Referring expression grounding data:
────
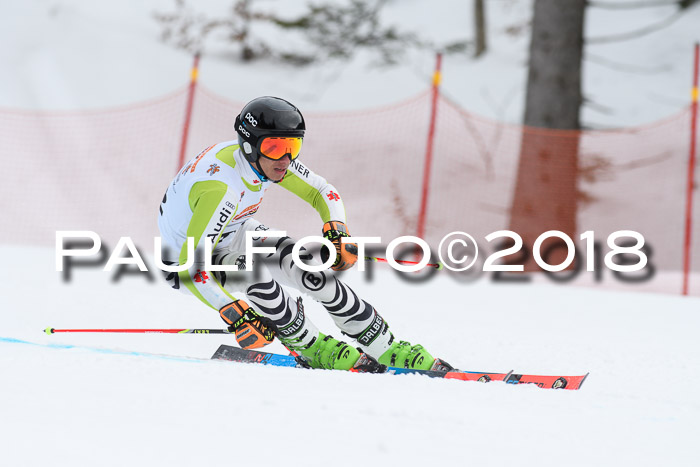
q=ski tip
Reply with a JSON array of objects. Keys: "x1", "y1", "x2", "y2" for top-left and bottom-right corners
[
  {"x1": 579, "y1": 372, "x2": 590, "y2": 389},
  {"x1": 44, "y1": 327, "x2": 55, "y2": 335}
]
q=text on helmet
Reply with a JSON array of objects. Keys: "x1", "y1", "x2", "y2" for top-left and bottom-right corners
[{"x1": 244, "y1": 113, "x2": 258, "y2": 127}]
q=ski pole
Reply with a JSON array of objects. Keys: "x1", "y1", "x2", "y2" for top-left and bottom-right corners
[
  {"x1": 44, "y1": 327, "x2": 233, "y2": 335},
  {"x1": 44, "y1": 326, "x2": 310, "y2": 366},
  {"x1": 364, "y1": 256, "x2": 443, "y2": 270}
]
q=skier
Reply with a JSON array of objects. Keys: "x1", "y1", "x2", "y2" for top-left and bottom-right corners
[{"x1": 158, "y1": 96, "x2": 451, "y2": 372}]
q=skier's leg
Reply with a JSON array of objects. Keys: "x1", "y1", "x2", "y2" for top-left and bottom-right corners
[
  {"x1": 223, "y1": 220, "x2": 376, "y2": 333},
  {"x1": 212, "y1": 221, "x2": 377, "y2": 370},
  {"x1": 225, "y1": 220, "x2": 449, "y2": 371},
  {"x1": 245, "y1": 265, "x2": 383, "y2": 370},
  {"x1": 312, "y1": 274, "x2": 451, "y2": 371}
]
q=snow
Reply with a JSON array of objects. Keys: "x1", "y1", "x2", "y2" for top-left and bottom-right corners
[
  {"x1": 2, "y1": 246, "x2": 700, "y2": 466},
  {"x1": 2, "y1": 1, "x2": 698, "y2": 126},
  {"x1": 2, "y1": 1, "x2": 700, "y2": 466}
]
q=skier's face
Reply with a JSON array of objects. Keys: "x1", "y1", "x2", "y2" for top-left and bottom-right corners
[{"x1": 258, "y1": 154, "x2": 291, "y2": 182}]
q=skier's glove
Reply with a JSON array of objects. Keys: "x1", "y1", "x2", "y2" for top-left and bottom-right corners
[
  {"x1": 321, "y1": 220, "x2": 358, "y2": 271},
  {"x1": 220, "y1": 300, "x2": 276, "y2": 350}
]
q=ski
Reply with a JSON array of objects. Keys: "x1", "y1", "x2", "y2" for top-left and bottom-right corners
[
  {"x1": 504, "y1": 373, "x2": 588, "y2": 390},
  {"x1": 211, "y1": 345, "x2": 588, "y2": 390}
]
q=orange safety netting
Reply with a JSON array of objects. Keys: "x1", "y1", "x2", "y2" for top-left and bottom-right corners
[{"x1": 0, "y1": 85, "x2": 697, "y2": 291}]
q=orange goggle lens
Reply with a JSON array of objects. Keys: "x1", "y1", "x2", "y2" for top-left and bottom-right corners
[{"x1": 259, "y1": 137, "x2": 302, "y2": 161}]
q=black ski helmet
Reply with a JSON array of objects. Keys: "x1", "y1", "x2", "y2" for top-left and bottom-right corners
[{"x1": 234, "y1": 96, "x2": 306, "y2": 164}]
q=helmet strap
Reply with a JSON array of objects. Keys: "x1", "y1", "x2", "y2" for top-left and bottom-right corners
[{"x1": 250, "y1": 160, "x2": 269, "y2": 182}]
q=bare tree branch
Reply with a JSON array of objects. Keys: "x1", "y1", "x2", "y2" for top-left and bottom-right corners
[
  {"x1": 153, "y1": 0, "x2": 421, "y2": 66},
  {"x1": 474, "y1": 0, "x2": 487, "y2": 57},
  {"x1": 582, "y1": 96, "x2": 616, "y2": 115},
  {"x1": 585, "y1": 53, "x2": 670, "y2": 73},
  {"x1": 586, "y1": 9, "x2": 685, "y2": 43},
  {"x1": 587, "y1": 0, "x2": 680, "y2": 9}
]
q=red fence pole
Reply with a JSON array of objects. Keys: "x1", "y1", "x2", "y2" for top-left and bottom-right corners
[
  {"x1": 178, "y1": 53, "x2": 200, "y2": 170},
  {"x1": 682, "y1": 43, "x2": 699, "y2": 296},
  {"x1": 417, "y1": 53, "x2": 442, "y2": 241}
]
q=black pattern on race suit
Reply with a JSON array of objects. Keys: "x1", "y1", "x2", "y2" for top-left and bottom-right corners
[
  {"x1": 323, "y1": 278, "x2": 375, "y2": 325},
  {"x1": 161, "y1": 261, "x2": 181, "y2": 290},
  {"x1": 260, "y1": 235, "x2": 379, "y2": 338},
  {"x1": 245, "y1": 277, "x2": 318, "y2": 350},
  {"x1": 245, "y1": 279, "x2": 294, "y2": 328},
  {"x1": 211, "y1": 218, "x2": 385, "y2": 343}
]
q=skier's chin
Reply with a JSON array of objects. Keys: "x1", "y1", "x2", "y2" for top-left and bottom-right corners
────
# [WORK TO COMPLETE]
Retype nothing except the lines from the line holding "q=black pattern on race suit" through the last line of the entries, both included.

# [ANSWER SECTION]
q=black pattern on race suit
Reply with a JSON array of objects. Keys: "x1", "y1", "x2", "y2" for top-left and bottom-right corners
[
  {"x1": 323, "y1": 278, "x2": 375, "y2": 325},
  {"x1": 161, "y1": 261, "x2": 181, "y2": 290},
  {"x1": 260, "y1": 235, "x2": 379, "y2": 338},
  {"x1": 245, "y1": 277, "x2": 318, "y2": 350},
  {"x1": 245, "y1": 279, "x2": 294, "y2": 328},
  {"x1": 211, "y1": 218, "x2": 385, "y2": 343}
]
q=skier's chin
Reply with a JSON array of objects. Keys: "x1", "y1", "x2", "y2" for top-left and bottom-right corners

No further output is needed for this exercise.